OBJECTIVE:
Set down exactly, and only, the lines from the one with "Where can the crane's neck" to the final line of the entries, both included.

SUPPLIED RECORDS:
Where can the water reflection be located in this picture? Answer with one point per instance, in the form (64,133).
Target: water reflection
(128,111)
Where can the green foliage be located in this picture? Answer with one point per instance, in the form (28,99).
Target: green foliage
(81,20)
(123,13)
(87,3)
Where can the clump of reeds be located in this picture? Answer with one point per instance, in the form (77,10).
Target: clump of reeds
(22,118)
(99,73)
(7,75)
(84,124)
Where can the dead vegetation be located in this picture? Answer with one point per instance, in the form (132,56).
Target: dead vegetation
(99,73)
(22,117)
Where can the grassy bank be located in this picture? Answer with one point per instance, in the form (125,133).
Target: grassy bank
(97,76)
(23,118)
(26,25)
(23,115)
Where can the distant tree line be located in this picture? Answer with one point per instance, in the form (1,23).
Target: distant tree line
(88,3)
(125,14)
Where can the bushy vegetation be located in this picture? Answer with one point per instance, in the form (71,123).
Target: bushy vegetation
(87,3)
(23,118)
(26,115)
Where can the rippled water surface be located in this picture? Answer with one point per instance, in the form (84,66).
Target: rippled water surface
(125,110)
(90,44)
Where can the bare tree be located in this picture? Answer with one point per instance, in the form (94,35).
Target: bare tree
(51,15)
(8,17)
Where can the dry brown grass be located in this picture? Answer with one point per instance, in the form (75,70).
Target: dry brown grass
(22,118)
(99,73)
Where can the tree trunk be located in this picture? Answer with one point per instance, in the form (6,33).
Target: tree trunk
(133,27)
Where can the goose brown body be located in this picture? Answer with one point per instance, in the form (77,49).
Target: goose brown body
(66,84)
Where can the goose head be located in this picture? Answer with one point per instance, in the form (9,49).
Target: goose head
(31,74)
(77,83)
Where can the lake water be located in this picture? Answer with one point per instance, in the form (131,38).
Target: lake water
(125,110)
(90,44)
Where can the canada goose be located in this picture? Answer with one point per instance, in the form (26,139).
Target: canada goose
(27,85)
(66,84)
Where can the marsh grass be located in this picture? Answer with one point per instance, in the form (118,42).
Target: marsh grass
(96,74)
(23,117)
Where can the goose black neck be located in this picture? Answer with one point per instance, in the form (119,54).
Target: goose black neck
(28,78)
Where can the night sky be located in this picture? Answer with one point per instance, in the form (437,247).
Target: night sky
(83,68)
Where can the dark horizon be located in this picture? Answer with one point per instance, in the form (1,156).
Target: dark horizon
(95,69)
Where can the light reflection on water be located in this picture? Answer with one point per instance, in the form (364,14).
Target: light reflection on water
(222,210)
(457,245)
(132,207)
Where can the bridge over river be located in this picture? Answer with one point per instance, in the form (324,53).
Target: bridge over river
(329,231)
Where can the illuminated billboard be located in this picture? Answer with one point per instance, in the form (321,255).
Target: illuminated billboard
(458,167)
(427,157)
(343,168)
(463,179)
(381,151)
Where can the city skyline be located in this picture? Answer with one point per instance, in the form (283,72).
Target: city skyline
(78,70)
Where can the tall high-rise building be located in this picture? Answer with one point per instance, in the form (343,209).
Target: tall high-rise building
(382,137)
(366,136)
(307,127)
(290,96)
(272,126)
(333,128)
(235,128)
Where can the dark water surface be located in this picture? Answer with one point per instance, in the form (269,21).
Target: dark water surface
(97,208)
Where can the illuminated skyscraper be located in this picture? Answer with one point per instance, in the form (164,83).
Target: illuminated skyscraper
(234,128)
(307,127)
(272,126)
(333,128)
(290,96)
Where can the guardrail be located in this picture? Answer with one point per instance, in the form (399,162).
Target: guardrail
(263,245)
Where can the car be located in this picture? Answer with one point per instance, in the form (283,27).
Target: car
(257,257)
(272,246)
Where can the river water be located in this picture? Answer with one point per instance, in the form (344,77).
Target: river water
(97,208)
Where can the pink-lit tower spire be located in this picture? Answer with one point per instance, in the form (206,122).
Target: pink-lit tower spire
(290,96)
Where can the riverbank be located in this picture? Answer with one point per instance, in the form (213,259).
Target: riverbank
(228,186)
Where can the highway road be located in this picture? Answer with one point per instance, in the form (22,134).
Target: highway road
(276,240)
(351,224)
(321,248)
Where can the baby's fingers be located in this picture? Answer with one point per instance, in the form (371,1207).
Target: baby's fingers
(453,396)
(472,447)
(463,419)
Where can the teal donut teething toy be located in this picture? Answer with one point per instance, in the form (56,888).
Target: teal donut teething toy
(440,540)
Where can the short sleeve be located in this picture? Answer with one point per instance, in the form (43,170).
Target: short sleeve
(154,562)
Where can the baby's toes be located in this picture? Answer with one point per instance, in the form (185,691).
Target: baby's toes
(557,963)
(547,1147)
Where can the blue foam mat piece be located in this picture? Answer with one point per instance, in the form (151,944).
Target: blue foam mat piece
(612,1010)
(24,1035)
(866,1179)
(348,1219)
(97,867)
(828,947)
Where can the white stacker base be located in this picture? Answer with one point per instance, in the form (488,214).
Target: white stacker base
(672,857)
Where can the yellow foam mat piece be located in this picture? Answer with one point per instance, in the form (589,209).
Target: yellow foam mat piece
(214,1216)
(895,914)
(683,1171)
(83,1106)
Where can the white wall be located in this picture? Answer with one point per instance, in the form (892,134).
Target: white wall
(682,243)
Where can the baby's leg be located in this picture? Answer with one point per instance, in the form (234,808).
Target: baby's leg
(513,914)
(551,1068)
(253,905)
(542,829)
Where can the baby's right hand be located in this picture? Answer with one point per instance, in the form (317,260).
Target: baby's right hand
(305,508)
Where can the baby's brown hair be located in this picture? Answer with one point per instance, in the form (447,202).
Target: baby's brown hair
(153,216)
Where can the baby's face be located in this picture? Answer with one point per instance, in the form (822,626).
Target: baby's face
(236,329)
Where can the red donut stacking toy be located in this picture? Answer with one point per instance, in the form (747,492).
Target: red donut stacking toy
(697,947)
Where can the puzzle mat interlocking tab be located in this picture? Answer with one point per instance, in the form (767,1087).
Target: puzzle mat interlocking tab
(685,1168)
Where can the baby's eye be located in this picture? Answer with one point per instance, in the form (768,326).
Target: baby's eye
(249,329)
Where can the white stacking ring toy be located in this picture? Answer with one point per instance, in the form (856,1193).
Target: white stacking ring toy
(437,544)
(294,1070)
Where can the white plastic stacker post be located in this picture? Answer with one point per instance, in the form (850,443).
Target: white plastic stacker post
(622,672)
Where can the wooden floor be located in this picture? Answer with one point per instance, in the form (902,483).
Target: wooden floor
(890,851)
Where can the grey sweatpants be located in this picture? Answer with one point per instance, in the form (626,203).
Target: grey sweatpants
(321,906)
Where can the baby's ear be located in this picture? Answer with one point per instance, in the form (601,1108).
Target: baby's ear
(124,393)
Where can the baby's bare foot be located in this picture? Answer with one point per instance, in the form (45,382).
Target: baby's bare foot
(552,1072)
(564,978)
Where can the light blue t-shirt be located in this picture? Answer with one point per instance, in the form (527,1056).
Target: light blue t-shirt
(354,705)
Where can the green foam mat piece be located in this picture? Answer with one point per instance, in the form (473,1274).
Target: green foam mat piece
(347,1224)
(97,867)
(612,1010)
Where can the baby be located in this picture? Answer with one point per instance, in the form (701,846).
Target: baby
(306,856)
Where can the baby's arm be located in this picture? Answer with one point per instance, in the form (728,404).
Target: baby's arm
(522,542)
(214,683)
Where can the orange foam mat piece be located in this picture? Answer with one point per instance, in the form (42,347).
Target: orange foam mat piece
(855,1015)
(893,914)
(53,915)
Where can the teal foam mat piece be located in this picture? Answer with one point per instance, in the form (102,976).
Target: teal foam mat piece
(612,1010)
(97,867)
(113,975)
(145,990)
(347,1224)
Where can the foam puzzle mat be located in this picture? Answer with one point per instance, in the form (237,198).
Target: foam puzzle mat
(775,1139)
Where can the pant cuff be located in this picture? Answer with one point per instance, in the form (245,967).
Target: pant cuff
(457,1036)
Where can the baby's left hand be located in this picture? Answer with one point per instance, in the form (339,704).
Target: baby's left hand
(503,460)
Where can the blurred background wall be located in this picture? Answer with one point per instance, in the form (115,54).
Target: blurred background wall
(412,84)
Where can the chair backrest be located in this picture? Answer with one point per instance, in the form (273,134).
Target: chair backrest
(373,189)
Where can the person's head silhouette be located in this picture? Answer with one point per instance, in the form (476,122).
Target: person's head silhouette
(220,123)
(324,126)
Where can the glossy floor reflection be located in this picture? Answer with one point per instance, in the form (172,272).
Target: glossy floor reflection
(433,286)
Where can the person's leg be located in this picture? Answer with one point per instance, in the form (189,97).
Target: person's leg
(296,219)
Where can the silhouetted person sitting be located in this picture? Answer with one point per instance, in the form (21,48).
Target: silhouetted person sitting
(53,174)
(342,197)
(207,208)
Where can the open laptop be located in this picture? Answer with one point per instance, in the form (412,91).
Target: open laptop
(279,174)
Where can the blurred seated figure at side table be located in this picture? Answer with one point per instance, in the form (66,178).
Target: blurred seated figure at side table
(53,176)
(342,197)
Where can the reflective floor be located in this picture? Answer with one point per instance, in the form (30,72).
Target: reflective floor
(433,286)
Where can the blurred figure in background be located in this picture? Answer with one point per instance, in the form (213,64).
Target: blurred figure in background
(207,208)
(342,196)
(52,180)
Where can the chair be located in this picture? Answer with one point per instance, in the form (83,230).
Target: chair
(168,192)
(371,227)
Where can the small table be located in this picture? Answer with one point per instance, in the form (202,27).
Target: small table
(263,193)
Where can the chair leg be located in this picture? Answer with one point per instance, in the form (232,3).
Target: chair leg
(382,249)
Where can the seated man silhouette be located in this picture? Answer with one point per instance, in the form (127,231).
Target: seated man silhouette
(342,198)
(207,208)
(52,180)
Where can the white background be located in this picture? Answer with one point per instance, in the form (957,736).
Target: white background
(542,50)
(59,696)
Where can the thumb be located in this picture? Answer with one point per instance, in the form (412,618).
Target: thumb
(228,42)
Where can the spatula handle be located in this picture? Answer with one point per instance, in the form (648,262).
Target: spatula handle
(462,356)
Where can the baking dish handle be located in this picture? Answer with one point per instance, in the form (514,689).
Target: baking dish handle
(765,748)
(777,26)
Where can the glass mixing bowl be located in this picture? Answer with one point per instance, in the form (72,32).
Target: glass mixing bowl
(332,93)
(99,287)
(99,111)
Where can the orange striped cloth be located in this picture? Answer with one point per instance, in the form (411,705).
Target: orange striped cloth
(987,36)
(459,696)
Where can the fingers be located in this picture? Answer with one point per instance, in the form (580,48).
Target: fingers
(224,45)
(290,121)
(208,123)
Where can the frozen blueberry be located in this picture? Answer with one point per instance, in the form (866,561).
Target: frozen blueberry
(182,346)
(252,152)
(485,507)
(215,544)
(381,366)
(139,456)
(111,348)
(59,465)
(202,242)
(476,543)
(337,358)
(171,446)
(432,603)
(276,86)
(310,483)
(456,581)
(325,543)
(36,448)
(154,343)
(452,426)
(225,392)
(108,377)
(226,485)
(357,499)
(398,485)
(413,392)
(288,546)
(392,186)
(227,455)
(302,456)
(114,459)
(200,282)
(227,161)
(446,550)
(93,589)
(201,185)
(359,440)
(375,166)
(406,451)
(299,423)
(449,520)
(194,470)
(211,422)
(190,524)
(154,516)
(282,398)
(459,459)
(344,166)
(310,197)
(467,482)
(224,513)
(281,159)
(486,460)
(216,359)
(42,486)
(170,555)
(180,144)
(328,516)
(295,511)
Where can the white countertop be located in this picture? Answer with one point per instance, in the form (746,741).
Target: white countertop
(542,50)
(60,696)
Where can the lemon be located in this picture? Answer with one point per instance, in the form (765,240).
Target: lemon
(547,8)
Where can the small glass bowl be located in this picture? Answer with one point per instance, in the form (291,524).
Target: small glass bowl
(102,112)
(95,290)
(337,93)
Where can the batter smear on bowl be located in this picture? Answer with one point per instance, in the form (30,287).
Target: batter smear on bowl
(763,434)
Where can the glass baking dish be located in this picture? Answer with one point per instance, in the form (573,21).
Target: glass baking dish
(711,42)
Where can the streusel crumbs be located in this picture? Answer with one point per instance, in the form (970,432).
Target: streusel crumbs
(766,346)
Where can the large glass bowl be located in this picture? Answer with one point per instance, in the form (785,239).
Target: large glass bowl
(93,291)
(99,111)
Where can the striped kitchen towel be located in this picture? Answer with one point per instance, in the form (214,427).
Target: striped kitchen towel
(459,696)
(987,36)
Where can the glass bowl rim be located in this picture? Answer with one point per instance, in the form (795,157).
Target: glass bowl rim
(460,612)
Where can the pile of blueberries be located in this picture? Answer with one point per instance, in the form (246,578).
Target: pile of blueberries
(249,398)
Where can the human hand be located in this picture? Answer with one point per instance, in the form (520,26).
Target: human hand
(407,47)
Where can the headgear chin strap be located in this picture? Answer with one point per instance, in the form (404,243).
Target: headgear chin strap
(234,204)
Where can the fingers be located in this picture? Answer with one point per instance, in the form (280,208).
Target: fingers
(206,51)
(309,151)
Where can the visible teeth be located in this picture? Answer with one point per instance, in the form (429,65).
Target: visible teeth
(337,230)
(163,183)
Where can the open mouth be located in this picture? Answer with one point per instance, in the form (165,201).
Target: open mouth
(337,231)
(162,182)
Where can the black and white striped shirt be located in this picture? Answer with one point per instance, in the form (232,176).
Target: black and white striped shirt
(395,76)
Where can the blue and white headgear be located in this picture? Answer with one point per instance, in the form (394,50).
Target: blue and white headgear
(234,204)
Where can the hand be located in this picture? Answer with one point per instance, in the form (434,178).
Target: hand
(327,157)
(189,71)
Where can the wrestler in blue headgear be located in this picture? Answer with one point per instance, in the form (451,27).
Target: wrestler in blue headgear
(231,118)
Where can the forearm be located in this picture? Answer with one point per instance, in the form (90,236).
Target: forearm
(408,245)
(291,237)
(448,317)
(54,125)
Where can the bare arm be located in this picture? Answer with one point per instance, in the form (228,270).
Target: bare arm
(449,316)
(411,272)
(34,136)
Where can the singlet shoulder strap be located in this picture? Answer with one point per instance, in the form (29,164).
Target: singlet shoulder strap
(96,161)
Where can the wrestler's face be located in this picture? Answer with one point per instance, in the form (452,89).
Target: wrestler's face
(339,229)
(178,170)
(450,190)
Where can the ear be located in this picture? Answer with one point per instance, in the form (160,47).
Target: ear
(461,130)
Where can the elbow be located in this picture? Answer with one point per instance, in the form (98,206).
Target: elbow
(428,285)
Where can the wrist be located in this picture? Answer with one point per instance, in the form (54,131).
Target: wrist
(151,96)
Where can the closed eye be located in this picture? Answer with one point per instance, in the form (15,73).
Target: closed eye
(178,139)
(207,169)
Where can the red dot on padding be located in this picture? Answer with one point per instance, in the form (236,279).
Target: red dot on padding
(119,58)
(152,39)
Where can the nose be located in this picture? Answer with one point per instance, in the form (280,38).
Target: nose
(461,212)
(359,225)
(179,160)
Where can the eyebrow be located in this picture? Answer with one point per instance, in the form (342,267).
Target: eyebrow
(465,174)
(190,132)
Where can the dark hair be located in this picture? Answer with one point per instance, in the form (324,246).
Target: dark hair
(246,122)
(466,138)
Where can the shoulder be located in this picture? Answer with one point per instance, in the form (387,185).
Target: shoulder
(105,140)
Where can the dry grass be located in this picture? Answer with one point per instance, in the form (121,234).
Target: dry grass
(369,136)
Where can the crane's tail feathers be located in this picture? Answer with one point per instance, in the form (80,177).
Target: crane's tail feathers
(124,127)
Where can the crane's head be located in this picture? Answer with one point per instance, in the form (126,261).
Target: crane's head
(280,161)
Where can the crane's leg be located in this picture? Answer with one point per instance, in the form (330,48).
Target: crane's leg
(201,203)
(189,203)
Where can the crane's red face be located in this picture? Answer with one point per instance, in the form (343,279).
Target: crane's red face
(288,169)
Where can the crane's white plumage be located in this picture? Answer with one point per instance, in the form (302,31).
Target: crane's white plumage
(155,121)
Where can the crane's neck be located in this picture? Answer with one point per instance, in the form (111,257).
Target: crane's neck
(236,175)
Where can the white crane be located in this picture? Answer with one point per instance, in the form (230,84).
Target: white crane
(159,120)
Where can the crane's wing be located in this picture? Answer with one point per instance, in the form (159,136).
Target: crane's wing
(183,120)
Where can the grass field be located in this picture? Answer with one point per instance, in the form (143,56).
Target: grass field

SOLUTION TO THIS EXERCISE:
Where can the crane's neck be located in this picture? Answer with one point per instance, in the form (111,257).
Target: crane's neck
(236,175)
Where can the white crane be located in this picture? Answer with one point per instance, in the form (230,84).
Target: white crane
(159,120)
Where can the crane's wing be located in this picture? Answer with one point per instance, in the form (159,136).
Target: crane's wing
(183,120)
Where can the grass field be located in this picture? Answer with one point per instance, in the form (143,56).
Target: grass field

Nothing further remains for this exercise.